__EXERCISE BRIEF__:
Print exactly, and only, the lines running from the line containing "like point(373, 56)?" through the end of the records below.

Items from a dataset
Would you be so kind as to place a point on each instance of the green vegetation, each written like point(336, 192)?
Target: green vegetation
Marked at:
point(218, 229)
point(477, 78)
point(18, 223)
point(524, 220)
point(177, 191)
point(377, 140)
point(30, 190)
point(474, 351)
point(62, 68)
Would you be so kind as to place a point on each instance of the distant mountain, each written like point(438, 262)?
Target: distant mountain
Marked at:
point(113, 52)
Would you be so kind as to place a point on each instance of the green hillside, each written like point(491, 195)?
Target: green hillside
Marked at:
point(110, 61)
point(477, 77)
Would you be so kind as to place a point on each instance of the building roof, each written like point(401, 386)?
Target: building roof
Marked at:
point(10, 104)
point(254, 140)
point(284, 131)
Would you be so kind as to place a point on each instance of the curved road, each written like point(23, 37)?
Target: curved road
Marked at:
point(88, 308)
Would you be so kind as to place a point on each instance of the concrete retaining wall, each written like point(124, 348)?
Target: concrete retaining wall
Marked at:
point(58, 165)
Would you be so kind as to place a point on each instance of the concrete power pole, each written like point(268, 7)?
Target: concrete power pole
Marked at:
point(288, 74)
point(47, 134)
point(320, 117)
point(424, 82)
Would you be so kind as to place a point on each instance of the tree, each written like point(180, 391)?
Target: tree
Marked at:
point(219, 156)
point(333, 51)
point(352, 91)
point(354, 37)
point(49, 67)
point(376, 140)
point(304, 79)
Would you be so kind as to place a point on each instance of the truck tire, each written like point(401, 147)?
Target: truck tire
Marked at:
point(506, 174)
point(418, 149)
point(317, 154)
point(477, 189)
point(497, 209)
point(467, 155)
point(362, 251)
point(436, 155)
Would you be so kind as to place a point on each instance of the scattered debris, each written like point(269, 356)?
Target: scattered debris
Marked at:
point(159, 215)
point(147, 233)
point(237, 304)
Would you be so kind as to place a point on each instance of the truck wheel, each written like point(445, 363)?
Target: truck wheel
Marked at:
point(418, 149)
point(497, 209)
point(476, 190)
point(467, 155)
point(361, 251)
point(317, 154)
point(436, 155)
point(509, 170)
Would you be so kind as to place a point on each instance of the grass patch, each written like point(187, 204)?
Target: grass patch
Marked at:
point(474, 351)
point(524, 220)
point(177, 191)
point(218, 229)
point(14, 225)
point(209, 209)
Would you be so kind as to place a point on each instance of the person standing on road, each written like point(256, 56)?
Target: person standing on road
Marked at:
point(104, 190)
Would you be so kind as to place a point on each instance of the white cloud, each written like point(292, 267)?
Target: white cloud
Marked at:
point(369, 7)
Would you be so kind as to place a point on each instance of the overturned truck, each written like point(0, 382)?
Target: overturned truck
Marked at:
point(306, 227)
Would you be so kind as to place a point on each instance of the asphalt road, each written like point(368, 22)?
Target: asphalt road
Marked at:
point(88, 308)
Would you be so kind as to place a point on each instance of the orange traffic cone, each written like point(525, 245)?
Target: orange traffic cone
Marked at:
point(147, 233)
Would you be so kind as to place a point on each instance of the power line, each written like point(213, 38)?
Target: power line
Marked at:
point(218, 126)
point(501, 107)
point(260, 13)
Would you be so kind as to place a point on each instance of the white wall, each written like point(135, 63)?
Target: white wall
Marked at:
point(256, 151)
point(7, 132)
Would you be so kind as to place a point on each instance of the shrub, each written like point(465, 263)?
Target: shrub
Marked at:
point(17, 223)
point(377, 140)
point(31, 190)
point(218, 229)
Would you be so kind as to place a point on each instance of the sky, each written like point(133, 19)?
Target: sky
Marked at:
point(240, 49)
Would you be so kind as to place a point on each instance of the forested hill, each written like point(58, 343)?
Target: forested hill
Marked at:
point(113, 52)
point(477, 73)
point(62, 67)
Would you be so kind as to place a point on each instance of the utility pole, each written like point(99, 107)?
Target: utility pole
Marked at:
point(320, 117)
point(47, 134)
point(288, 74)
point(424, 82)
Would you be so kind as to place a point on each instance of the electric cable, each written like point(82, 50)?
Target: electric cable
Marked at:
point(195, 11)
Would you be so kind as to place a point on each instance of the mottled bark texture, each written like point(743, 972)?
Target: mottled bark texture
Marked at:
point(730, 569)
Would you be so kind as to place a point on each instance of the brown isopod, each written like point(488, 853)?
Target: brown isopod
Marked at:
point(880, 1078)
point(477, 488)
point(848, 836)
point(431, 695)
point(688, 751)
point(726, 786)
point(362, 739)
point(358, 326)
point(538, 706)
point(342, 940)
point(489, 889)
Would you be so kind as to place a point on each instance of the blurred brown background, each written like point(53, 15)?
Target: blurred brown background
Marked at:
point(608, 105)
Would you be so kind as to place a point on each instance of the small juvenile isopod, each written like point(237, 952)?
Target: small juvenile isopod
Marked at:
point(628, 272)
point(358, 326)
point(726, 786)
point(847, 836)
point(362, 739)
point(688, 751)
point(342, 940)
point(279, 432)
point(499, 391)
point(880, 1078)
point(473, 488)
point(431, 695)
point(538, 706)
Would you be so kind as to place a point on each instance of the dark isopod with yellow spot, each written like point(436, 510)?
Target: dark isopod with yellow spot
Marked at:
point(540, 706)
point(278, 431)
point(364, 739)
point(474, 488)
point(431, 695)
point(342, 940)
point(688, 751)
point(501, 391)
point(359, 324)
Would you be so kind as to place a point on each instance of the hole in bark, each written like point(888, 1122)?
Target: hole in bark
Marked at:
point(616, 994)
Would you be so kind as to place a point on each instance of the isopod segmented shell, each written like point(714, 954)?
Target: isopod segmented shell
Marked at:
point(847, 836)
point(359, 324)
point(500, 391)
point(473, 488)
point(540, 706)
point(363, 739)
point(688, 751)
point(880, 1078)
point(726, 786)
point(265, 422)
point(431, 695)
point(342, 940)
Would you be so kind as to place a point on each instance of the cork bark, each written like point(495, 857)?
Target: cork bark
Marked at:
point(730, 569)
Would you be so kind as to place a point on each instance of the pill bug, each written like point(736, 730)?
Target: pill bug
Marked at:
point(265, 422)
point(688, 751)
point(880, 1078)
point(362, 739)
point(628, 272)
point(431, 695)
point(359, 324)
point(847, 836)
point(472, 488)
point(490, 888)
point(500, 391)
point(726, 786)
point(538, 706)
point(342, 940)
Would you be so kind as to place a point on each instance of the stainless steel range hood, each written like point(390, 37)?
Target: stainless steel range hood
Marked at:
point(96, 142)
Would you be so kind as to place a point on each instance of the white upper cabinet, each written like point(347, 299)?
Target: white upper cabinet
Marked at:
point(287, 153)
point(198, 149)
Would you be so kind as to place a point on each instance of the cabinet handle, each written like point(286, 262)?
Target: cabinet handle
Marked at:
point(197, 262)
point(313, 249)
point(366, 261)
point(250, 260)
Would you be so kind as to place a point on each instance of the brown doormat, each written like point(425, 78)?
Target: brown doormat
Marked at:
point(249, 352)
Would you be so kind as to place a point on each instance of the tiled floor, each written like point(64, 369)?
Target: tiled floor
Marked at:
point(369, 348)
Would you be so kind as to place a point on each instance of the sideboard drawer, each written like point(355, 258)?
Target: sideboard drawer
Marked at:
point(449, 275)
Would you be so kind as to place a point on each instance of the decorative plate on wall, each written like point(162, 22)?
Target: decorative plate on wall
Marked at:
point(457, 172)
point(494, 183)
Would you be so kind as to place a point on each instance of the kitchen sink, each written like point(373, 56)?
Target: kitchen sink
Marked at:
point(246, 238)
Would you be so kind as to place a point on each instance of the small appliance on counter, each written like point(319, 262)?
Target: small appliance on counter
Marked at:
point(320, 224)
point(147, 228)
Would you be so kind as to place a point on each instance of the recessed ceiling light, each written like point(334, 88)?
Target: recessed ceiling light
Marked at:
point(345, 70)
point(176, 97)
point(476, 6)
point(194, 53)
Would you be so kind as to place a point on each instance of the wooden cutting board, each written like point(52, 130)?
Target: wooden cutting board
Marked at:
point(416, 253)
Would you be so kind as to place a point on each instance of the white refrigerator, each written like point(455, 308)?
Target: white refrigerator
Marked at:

__RESULT OF THE TASK__:
Would you be so kind as to place a point on each instance of the kitchen sink, each written like point(373, 56)?
Target: kitchen sink
Marked at:
point(246, 238)
Would you be so kind as to place a point on each instance of the small appliance on counter, each written like point(319, 262)?
Target: small appliance on counter
Marked at:
point(320, 224)
point(147, 228)
Would you be so kind as to place a point on each instance of the recessed ceiling light, each written like point(334, 88)?
Target: recessed ceiling light
Marked at:
point(345, 70)
point(176, 97)
point(476, 6)
point(194, 53)
Would you be so kind as to place a point on each instance of the wooden cutting board, each written like point(52, 130)?
Target: wooden cutting board
Marked at:
point(416, 253)
Would you be so kind as to place a point on each instance of the white refrigerator, each written like point(455, 308)?
Target: white refrigerator
Marked at:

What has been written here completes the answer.